§ SHORT PROBLEM:
In the listing below, locate the line containing "det: side mirror"; reproduce that line and all lines that follow it, unchanged.

§ Records of labeled boxes:
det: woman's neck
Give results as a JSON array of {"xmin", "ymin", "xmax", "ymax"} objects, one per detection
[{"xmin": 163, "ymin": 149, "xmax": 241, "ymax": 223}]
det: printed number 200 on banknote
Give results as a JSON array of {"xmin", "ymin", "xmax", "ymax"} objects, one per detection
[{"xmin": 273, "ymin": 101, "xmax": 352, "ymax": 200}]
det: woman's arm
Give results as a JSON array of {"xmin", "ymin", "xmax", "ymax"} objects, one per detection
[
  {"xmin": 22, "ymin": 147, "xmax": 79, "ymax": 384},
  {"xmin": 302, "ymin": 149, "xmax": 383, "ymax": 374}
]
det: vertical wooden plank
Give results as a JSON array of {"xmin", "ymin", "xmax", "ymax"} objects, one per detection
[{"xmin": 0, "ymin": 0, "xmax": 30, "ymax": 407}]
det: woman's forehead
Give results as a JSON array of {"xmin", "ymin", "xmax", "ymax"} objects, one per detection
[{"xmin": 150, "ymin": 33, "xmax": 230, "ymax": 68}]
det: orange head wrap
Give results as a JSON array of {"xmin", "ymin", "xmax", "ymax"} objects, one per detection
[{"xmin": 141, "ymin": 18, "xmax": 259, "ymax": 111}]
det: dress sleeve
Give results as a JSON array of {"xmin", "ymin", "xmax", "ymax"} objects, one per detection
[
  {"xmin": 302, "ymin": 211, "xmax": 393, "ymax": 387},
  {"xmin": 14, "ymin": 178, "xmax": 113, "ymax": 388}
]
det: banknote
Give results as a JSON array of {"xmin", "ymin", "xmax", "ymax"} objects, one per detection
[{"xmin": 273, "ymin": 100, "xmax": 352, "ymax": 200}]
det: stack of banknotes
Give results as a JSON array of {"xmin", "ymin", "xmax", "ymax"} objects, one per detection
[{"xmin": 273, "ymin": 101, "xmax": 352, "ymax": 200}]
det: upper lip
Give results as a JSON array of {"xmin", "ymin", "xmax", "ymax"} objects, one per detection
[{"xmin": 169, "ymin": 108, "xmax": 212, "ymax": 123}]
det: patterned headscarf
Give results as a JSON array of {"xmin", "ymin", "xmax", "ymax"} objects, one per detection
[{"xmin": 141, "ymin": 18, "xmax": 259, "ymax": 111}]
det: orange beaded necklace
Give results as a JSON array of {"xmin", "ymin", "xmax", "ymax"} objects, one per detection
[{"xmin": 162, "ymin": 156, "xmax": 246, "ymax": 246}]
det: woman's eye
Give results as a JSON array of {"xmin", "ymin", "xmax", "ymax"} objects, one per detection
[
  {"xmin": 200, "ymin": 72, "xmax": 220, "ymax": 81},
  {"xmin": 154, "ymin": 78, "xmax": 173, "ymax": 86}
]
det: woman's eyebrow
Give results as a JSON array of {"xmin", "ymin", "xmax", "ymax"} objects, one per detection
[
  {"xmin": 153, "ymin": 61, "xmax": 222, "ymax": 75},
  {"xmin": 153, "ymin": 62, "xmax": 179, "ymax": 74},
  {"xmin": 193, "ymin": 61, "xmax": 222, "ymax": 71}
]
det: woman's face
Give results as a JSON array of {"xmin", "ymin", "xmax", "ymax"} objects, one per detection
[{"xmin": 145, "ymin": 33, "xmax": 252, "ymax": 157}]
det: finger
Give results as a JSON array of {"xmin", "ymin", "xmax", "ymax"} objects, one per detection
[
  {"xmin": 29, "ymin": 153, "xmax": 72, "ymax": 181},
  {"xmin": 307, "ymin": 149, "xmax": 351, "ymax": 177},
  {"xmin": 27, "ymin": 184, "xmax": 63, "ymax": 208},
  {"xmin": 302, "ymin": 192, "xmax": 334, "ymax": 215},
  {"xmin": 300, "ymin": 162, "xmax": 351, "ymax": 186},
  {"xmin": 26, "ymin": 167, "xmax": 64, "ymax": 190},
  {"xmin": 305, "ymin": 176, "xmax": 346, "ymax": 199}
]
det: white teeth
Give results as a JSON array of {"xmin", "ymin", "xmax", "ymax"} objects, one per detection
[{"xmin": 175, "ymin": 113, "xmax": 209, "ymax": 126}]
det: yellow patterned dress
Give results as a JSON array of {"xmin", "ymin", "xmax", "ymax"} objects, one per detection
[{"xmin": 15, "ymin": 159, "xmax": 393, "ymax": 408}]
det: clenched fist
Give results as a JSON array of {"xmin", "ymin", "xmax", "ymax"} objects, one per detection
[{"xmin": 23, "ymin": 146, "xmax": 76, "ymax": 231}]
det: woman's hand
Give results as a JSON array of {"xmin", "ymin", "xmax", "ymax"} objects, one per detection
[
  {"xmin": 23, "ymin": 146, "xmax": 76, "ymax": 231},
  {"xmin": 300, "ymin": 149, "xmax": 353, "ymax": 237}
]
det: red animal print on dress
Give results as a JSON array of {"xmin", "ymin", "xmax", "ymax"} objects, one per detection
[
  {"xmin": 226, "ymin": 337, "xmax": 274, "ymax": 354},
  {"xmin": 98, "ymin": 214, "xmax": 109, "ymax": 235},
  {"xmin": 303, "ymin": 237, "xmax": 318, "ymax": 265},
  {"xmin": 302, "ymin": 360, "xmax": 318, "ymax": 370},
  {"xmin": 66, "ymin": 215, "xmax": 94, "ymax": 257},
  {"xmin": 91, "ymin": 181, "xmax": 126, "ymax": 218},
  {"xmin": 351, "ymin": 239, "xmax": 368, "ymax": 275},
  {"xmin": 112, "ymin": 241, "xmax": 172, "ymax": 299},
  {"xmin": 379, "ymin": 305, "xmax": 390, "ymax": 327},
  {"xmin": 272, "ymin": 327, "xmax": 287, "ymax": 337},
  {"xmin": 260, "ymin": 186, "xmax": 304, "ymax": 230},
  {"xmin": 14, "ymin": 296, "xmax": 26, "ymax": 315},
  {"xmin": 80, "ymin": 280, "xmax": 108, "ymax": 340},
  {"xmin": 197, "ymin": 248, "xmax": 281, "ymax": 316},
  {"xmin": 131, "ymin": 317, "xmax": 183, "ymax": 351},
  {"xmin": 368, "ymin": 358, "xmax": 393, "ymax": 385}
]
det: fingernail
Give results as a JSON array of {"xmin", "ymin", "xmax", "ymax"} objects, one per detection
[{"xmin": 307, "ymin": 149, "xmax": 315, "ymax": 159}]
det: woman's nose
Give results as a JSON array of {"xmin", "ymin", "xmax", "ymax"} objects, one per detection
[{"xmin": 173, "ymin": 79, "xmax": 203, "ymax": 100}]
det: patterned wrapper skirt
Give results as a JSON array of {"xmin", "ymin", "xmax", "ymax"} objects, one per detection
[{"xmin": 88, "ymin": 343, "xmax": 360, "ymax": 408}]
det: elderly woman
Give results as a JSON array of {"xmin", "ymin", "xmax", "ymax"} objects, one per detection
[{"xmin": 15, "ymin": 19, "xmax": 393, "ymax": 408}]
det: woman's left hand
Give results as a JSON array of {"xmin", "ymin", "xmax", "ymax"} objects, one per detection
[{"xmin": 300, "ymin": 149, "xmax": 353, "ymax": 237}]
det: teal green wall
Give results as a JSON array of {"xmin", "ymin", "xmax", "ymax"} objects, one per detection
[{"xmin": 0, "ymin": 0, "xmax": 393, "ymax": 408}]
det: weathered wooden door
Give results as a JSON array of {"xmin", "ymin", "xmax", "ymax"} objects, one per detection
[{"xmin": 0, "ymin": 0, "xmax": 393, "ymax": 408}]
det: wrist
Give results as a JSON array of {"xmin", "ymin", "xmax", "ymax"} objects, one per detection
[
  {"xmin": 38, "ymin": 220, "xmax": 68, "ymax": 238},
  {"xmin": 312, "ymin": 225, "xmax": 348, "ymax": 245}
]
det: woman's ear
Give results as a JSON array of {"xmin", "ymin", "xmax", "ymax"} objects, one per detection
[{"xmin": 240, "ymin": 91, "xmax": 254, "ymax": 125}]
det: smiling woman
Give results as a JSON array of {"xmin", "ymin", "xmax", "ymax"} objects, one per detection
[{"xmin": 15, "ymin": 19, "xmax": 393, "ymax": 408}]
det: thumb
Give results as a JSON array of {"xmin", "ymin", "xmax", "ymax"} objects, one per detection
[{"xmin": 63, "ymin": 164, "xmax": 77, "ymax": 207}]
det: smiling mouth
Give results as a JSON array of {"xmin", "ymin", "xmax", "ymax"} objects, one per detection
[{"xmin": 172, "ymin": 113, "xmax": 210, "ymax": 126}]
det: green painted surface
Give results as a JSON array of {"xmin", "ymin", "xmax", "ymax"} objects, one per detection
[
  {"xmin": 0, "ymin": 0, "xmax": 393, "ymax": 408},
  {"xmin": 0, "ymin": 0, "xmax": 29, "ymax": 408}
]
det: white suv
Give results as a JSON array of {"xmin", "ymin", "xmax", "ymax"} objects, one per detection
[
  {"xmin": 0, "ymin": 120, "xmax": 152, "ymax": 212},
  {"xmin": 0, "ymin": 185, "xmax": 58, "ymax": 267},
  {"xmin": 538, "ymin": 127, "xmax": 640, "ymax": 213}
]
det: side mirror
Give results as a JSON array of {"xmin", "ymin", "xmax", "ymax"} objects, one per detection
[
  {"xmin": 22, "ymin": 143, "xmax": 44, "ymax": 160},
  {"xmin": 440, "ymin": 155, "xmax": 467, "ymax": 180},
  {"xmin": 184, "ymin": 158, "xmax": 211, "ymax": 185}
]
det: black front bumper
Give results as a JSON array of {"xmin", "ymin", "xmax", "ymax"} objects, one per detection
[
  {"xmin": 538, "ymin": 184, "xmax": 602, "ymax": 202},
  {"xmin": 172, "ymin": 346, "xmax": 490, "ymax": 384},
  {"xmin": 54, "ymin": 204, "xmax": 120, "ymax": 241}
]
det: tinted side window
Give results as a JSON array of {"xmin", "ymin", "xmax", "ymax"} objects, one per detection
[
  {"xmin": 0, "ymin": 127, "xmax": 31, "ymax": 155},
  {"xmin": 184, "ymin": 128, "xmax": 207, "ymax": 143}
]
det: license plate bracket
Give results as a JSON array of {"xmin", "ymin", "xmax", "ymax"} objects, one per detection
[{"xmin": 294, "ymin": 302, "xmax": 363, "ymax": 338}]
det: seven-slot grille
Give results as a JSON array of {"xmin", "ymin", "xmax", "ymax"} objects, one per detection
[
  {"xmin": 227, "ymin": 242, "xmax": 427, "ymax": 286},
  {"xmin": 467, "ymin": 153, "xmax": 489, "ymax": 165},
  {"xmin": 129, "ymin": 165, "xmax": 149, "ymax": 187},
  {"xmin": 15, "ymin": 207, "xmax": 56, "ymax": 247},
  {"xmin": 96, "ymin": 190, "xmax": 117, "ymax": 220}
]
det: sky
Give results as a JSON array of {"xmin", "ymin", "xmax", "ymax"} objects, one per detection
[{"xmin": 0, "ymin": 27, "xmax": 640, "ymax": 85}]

§ FINAL ANSWER:
det: side mirror
Give results as a JSON array of {"xmin", "ymin", "xmax", "ymax"} objects, one per detection
[
  {"xmin": 22, "ymin": 143, "xmax": 44, "ymax": 160},
  {"xmin": 440, "ymin": 155, "xmax": 467, "ymax": 180},
  {"xmin": 184, "ymin": 158, "xmax": 211, "ymax": 185}
]
det: black front bumper
Give results as a JSON array of {"xmin", "ymin", "xmax", "ymax"} objects, one per detection
[
  {"xmin": 538, "ymin": 184, "xmax": 602, "ymax": 202},
  {"xmin": 172, "ymin": 346, "xmax": 490, "ymax": 384},
  {"xmin": 54, "ymin": 204, "xmax": 120, "ymax": 241}
]
det: tinted side window
Give results as a JSON array of {"xmin", "ymin", "xmax", "ymax"} objects, one per detection
[
  {"xmin": 0, "ymin": 127, "xmax": 31, "ymax": 155},
  {"xmin": 184, "ymin": 128, "xmax": 207, "ymax": 143}
]
det: license plate bracket
Give results as a JSON array of {"xmin", "ymin", "xmax", "ymax"} objects, one per detection
[{"xmin": 294, "ymin": 302, "xmax": 363, "ymax": 338}]
det: seven-slot grille
Give results as a JSON array of {"xmin", "ymin", "xmax", "ymax"} objects, one per detection
[
  {"xmin": 227, "ymin": 242, "xmax": 427, "ymax": 286},
  {"xmin": 467, "ymin": 153, "xmax": 489, "ymax": 165},
  {"xmin": 129, "ymin": 165, "xmax": 149, "ymax": 187},
  {"xmin": 15, "ymin": 207, "xmax": 56, "ymax": 247},
  {"xmin": 96, "ymin": 190, "xmax": 117, "ymax": 220}
]
det: sky
Give results as a JSON array of {"xmin", "ymin", "xmax", "ymax"} objects, one per detection
[{"xmin": 0, "ymin": 27, "xmax": 640, "ymax": 85}]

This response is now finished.